** Opening Excerpted text block **
In 2006 Medicare made it mandatory for all pharmacies accepting Medicare as payment for prescriptions become ready for E-Prescriptions.  Two years later, currently in 2008, Medicare is offering doctors who use E-Prescriptions when prescribing prescription medications, a bonus for five years, beginning in 2009.

Because there have been so many errors when it comes to writing and reading prescriptions, and too many of these errors have been fatal, Medicare is doing all it can to get physicians and their offices on board with writing E-Prescriptions, including offering the financial incentive. 

This creates extra money for the doctors, less problems for the pharmacies and more safety for the patients.  That is one side of the situation.

The other side of the situation is that in order for the doctors to be able to write E-Prescriptions, it will involve them buying software and other programs, which will involve them spending extra money.

Though the doctors will be receiving a 2% bonus during the first two years, it is estimated that the cost of the system alone – up front and in advance of bringing in any money – is anywhere from $2,000 to $4,000, which is a good sized investment in an already thinly-stretched medical practice whose Medicare reimbursements usually do not even cover the costs of services to the patients these doctors serve who are using Medicare as payment.
** Closing Excerpted text block **
** Opening Available data block **
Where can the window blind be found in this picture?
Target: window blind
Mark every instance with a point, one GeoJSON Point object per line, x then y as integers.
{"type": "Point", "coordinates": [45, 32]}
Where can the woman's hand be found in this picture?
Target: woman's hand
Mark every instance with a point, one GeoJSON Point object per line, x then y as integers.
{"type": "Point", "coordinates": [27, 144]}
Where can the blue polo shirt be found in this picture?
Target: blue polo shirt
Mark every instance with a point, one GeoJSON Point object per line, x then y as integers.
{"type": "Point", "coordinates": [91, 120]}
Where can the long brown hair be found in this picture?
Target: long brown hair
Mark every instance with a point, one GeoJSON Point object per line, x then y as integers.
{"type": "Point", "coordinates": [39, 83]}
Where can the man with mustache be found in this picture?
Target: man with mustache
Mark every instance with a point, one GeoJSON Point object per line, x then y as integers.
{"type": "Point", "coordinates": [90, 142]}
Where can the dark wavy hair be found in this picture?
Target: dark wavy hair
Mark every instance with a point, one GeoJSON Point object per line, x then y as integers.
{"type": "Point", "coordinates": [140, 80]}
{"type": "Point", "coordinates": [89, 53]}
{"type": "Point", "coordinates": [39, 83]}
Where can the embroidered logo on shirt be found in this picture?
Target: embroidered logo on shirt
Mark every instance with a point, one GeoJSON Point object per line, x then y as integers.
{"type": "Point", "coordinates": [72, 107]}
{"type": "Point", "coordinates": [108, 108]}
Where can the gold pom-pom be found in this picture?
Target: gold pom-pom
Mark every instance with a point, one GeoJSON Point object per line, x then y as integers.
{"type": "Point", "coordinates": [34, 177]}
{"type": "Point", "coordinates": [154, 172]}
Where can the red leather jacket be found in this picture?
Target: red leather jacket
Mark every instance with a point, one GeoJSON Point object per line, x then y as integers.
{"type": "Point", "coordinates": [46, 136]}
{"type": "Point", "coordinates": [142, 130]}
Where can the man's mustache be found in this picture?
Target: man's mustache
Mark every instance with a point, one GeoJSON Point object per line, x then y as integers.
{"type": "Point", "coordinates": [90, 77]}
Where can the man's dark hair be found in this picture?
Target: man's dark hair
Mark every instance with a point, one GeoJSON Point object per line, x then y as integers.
** Closing Available data block **
◆ **Tasks for this exercise**
1 – According to the E-Prescriptions text, why is Medicare working to get physicians and their offices to write E-Prescriptions?
2 – What does the E-Prescriptions text give as the estimated up-front cost of the system?
3 – Write a continuation of the text on Medicare and E-Prescriptions, starting after its final sentence.

◆ **Task-by-task answers**
1 – There have been many errors in writing and reading prescriptions, and too many of those errors have been fatal. Medicare is therefore doing all it can to get physicians to use E-Prescriptions, including offering a financial incentive.

2 – Anywhere from $2,000 to $4,000.

3 –
We are not talking about huge, upscale, overpriced practices here.  We are talking about practices where doctors, nurses, physician’s assistants and others work hard and try to stretch every Medicare dollar in an effort to continue serving as many patients on Medicare as possible.  To a practice such as this, even $1,000 can be a tremendous amount of money.  Even though the doctors will receive the bonus, it may take time for them to recoup the money.

If there is a way for the doctors to sign on to the E-Prescription system and overcome the barrier of the initial cost, it will be a win-win situation for all, especially their patients.  It may take some time for everything to fall into place, however, if even half of the doctors who take Medicare as payment work with E-Prescriptions, many patients lives will be safer because of it.